** Material shown follows **

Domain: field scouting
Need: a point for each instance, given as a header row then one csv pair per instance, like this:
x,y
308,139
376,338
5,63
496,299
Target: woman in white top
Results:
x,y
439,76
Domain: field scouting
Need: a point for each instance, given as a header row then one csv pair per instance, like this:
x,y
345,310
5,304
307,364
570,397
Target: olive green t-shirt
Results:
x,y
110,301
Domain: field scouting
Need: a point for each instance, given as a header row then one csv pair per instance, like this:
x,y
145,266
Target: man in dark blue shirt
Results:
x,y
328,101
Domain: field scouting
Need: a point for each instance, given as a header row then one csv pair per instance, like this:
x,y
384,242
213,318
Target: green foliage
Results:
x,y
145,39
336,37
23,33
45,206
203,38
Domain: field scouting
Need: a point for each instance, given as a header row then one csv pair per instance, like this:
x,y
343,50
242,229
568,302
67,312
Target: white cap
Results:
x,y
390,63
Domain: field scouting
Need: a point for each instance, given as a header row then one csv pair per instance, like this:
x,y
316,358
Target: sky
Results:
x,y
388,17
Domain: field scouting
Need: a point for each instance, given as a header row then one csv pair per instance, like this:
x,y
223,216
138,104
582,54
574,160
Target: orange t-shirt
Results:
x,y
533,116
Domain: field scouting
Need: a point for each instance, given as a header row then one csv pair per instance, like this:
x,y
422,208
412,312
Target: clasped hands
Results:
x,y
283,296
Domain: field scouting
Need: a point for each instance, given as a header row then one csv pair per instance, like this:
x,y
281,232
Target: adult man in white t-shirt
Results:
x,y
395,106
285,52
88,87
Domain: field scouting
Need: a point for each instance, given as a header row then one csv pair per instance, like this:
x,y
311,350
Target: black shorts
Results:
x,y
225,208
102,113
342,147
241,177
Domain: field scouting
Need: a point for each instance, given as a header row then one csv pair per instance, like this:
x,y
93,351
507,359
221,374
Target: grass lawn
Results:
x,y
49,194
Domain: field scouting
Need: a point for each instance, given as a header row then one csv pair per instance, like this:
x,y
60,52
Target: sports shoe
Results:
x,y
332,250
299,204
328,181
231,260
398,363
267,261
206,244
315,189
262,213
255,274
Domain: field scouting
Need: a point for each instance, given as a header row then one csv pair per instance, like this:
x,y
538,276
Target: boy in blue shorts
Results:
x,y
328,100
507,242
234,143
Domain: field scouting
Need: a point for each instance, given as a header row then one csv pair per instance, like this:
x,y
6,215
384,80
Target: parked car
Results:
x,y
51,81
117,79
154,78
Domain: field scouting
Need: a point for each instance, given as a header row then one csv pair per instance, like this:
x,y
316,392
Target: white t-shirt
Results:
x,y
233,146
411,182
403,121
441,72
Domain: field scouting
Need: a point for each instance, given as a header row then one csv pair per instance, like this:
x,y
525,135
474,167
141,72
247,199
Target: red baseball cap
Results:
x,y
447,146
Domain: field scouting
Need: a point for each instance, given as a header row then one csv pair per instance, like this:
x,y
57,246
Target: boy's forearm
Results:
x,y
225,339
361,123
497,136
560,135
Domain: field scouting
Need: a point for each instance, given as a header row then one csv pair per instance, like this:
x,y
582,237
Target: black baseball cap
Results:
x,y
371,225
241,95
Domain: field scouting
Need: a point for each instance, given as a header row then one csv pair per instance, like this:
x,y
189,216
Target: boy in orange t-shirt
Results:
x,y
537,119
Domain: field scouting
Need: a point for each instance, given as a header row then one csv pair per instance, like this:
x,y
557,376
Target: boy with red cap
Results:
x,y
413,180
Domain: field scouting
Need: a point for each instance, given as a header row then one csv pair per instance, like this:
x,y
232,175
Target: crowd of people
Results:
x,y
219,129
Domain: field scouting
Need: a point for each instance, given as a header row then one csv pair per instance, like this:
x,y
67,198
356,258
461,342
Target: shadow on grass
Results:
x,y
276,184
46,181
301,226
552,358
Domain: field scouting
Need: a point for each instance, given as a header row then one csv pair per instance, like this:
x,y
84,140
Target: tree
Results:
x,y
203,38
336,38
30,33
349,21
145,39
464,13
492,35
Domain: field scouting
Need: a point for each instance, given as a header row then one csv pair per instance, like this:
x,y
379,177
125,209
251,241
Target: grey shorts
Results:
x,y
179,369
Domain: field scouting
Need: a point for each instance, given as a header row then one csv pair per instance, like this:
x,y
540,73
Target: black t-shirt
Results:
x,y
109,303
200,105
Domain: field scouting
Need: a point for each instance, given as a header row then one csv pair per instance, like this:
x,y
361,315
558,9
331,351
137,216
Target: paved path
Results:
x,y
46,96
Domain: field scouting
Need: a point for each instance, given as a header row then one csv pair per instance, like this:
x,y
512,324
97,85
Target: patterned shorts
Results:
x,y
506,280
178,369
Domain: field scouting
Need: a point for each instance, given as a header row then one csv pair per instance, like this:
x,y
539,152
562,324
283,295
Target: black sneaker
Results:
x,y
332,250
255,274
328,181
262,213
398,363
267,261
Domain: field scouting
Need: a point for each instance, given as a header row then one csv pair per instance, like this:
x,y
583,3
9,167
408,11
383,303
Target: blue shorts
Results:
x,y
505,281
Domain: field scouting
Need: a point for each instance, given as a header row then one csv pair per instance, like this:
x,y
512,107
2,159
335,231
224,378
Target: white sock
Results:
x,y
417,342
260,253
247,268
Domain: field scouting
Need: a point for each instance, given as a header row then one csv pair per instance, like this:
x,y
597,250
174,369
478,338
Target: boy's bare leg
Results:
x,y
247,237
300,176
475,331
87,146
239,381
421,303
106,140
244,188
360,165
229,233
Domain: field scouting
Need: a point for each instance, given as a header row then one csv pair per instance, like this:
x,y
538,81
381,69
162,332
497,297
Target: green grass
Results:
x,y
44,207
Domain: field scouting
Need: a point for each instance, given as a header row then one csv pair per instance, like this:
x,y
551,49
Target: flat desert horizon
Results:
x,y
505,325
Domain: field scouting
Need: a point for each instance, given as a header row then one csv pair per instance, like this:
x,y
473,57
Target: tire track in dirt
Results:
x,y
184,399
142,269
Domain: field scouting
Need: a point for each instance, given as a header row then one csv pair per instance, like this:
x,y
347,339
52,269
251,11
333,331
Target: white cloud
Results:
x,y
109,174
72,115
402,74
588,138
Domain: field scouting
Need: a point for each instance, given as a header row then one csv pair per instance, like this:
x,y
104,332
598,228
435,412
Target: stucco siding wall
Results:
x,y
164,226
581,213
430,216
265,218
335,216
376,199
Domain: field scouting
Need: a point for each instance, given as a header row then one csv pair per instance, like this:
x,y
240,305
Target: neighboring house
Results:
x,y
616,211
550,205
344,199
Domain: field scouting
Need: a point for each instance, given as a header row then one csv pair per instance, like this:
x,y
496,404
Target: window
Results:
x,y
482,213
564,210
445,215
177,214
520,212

** End of Material shown **

Show me every line in the data above that includes "green".

Target: olive green t-shirt
Target: green foliage
Target: green grass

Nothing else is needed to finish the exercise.